╭─ PROVIDED TEXT
"Digger" is the first episode of the second series of British television sitcom Bottom. It was first broadcast on 1 October 1992.

Synopsis 
After visiting a dating agency, Richie and his 'butler', Jives (Eddie) prepare to entertain an aristocratic woman, with Richie having sold his kidney on the black market to afford the caviar and the dinner jackets.

Plot 
The episode begins with the pair in Lily Linneker's (Lisa Maxwell) Love Bureau as they watch the dating videos the two made earlier. Eddie's video is typically boisterous and frisky, showing his backside to the camera and telling viewers to "come and get it". Richie's is characteristically nervous, which starts with a nervous "hello" and suggestion of "Lovely weather". At the end of the video, he suddenly enthusiastically lies, claiming to be the wealthy Duke of Kidderminster. The manager matches Richie with the third Viscountess of Moldavia, Lady Natasha Letitia Sarah Jane Wellesley Obstromsky Ponsonsky Smythe Smythe Smythe Smythe Smythe Oblomov Boblomov Dob (Helen Lederer). Meanwhile, Eddie turns down a date with Sarah Ferguson with great disgust, suggesting he would rather leave the agency office to maintain his "dignity".

Preparing on the night of Richie's date, Richie informs Eddie that he must be "Jives", his butler, for the evening and speak in a stereotypical accent. Richie reveals that he sold a kidney for £300 to pay for the evening, but is dismissive of the loss of a bodily organ, claiming that he will buy another kidney after marrying Natasha and selling off some of her property.
╰─
╭─ ENTRIES SHOWN
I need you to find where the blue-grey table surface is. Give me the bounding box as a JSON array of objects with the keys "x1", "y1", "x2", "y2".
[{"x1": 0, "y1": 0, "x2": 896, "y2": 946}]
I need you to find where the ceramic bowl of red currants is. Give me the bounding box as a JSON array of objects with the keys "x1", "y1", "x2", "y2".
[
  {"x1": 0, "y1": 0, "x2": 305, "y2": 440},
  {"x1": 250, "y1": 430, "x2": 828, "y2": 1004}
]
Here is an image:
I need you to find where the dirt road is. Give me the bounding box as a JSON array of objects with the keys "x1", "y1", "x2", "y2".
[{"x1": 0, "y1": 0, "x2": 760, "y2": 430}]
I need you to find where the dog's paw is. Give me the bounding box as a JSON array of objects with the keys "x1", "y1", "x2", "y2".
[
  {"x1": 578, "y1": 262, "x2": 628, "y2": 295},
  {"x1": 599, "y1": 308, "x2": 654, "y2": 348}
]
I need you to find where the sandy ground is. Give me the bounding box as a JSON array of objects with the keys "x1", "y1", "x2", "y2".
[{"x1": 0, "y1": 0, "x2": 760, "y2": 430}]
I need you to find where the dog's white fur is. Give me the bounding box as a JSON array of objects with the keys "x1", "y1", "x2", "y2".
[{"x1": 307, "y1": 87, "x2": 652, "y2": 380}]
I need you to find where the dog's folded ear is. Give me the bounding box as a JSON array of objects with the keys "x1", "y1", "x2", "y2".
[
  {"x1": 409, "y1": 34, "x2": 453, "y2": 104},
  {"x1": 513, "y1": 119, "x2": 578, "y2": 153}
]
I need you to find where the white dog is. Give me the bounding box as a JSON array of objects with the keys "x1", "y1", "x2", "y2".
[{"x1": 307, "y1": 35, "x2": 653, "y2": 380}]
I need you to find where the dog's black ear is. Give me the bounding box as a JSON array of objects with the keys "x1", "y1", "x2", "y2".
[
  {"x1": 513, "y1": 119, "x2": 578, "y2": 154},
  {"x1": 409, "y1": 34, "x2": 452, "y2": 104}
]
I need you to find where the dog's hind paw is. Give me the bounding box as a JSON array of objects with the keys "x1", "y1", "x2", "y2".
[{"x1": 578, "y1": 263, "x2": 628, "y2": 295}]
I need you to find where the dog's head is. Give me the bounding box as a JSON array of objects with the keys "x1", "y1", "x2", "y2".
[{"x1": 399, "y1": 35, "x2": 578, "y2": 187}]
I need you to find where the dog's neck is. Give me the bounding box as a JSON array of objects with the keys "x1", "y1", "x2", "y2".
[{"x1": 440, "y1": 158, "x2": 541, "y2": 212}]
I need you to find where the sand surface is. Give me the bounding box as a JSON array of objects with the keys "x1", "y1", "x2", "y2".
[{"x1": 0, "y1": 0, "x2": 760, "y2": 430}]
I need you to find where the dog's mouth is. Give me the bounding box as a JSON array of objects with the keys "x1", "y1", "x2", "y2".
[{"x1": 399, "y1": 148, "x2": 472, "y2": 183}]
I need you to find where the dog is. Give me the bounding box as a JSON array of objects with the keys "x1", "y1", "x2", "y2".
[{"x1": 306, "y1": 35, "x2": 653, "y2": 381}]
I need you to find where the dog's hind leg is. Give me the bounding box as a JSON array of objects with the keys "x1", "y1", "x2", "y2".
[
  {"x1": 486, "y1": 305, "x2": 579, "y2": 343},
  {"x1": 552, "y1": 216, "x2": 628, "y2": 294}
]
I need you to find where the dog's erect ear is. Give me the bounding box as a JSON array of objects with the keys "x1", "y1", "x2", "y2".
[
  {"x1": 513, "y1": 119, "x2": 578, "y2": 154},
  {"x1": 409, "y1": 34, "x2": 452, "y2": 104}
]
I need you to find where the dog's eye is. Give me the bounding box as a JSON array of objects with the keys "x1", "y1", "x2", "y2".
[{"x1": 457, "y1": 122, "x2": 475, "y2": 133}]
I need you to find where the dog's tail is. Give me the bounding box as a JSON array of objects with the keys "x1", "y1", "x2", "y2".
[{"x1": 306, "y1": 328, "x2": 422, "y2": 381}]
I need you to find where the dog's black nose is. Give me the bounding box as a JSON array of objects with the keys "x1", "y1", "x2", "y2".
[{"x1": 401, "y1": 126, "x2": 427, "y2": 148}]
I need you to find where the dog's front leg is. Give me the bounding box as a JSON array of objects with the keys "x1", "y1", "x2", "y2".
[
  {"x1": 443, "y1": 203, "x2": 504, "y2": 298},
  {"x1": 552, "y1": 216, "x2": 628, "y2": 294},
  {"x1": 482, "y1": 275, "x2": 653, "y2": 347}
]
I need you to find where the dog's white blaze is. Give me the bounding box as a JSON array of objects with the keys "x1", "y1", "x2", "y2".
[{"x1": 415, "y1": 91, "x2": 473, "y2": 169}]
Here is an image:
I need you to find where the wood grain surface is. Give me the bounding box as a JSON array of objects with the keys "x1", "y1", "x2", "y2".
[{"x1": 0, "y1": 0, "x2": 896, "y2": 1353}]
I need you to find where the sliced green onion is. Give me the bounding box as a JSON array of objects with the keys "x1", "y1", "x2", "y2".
╰─
INSTRUCTIONS FOR THE TASK
Using the text on the Bottom episode "Digger," answer these questions:
1. On what date was the episode first broadcast?
2. Which date does Eddie turn down at the agency?
3. For how much did Richie sell his kidney?

REPLY
1. 1 October 1992
2. A date with Sarah Ferguson
3. £300